CHALLENGE
List every line of the records below that contains the word "floor", matching case exactly.

EXERCISE MATERIALS
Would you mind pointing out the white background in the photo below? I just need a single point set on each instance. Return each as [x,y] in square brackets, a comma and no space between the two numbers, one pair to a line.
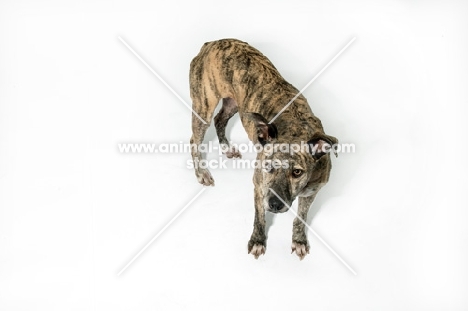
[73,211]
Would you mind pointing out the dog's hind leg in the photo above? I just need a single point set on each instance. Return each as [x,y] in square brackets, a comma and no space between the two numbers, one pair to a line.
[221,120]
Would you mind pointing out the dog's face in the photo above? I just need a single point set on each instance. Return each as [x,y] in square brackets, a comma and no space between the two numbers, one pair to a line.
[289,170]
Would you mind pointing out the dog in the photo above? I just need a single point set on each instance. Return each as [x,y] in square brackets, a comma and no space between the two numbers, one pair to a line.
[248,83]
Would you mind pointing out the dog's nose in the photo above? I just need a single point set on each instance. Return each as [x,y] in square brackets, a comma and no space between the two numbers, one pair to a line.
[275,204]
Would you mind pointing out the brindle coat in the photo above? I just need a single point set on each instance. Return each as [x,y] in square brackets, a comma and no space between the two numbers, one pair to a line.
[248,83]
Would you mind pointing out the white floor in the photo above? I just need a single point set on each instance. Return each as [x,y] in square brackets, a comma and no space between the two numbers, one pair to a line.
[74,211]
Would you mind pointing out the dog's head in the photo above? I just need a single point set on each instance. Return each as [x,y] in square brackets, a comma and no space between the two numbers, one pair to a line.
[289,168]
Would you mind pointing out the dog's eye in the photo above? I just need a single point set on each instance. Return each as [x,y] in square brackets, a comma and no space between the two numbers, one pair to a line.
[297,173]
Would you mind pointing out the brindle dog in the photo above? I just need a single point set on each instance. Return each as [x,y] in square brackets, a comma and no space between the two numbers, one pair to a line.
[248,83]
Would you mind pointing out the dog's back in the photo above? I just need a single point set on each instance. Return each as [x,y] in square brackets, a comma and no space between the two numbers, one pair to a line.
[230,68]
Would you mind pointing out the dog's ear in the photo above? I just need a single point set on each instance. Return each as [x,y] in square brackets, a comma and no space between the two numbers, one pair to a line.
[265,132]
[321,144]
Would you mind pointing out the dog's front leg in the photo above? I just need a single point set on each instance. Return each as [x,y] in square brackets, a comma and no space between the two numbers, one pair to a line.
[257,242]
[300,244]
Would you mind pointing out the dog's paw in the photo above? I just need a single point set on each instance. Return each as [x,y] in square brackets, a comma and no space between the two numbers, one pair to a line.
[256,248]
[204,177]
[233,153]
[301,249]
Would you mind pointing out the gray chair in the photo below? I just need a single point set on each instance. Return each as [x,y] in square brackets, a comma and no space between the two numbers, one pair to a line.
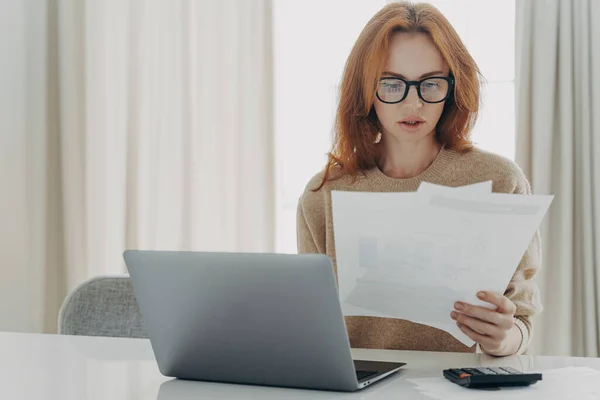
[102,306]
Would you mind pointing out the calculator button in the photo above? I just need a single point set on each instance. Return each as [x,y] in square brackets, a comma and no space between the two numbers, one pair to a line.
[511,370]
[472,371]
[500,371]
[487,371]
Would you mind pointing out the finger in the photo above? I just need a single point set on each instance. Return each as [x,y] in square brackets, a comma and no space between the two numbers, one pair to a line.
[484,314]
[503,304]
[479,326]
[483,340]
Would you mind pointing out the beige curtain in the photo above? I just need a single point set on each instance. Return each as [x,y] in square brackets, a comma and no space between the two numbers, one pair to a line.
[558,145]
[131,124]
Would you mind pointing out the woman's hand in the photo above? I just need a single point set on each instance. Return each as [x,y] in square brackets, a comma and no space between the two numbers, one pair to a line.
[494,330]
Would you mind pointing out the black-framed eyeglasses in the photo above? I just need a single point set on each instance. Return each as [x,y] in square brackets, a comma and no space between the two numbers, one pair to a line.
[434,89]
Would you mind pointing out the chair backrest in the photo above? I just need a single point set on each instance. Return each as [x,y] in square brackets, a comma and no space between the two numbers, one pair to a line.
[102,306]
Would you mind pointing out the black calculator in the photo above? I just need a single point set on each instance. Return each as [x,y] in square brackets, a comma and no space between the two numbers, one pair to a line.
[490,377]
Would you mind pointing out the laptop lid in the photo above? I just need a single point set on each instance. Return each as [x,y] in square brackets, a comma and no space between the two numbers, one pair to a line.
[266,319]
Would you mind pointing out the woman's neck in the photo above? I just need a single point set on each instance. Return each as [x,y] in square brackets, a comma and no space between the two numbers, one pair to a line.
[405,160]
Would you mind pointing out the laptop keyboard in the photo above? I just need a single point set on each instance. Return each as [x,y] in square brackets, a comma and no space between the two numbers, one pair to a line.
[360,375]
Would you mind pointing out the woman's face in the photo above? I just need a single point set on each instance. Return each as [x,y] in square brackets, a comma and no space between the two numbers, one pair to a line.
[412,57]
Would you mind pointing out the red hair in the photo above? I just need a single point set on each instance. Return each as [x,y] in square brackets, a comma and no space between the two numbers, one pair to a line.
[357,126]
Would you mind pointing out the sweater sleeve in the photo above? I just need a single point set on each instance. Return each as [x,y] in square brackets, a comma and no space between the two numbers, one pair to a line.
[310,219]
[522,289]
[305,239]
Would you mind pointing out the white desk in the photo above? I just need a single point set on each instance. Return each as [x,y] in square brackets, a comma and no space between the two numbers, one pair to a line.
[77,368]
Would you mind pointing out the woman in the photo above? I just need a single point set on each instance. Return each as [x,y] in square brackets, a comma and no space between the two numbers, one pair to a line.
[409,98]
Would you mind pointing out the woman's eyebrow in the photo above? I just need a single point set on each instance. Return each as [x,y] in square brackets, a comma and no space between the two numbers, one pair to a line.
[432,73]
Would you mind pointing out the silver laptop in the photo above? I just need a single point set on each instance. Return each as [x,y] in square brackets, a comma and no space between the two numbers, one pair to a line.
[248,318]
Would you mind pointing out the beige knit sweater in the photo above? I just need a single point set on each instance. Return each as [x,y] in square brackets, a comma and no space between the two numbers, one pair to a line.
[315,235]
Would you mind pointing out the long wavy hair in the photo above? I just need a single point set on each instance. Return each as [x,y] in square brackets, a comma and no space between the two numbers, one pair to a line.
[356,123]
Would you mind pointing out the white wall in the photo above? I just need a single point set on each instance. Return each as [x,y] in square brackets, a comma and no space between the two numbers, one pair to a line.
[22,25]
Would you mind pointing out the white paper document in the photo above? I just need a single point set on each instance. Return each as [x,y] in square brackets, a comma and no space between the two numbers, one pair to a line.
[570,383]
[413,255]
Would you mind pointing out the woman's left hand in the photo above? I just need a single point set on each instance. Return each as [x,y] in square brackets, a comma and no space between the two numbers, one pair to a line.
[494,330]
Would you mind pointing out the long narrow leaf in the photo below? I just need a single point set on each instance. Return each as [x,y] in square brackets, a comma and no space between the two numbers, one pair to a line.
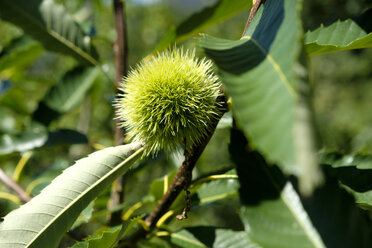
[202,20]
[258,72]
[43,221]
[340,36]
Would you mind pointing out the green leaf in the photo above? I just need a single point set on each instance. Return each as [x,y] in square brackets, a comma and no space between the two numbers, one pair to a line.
==
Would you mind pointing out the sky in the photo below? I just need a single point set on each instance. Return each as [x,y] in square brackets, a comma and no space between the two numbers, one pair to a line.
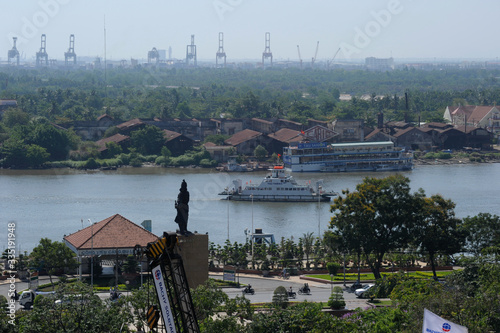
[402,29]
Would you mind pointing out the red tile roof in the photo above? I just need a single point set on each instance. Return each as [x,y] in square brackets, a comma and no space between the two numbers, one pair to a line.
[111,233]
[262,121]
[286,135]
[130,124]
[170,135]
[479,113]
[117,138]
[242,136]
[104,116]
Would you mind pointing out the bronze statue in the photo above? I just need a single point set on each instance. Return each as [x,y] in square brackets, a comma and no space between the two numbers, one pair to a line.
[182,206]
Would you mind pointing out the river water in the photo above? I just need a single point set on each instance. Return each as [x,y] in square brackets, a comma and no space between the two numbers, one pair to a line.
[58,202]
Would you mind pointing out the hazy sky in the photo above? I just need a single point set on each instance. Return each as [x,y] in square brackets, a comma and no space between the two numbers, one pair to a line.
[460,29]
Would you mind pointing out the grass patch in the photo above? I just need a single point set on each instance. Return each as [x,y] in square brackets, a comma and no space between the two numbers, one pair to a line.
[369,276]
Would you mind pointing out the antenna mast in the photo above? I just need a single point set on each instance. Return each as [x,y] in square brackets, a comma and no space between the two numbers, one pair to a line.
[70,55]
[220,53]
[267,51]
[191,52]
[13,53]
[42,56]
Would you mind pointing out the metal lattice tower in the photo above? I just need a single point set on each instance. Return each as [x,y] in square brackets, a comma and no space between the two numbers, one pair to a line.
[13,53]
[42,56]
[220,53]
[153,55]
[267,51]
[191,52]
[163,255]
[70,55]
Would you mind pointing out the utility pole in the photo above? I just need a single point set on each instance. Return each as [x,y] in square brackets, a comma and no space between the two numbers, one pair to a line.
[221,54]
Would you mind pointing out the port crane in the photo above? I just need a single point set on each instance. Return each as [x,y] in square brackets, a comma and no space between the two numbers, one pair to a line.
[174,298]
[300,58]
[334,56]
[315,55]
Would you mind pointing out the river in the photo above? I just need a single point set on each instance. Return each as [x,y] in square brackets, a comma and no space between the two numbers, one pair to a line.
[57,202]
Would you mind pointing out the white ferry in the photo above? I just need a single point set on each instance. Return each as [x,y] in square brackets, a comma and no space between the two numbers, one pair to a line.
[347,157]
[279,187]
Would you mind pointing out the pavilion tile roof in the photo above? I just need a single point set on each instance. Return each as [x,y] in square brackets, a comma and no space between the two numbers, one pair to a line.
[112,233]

RESPONSE TO THIS EXERCISE
Would you mind pointing out the white floor in the photo above? I just need a single point set on each instance. Return each as [x,y] in square brackets, a comma and no space between the two numbers, one pair to a line.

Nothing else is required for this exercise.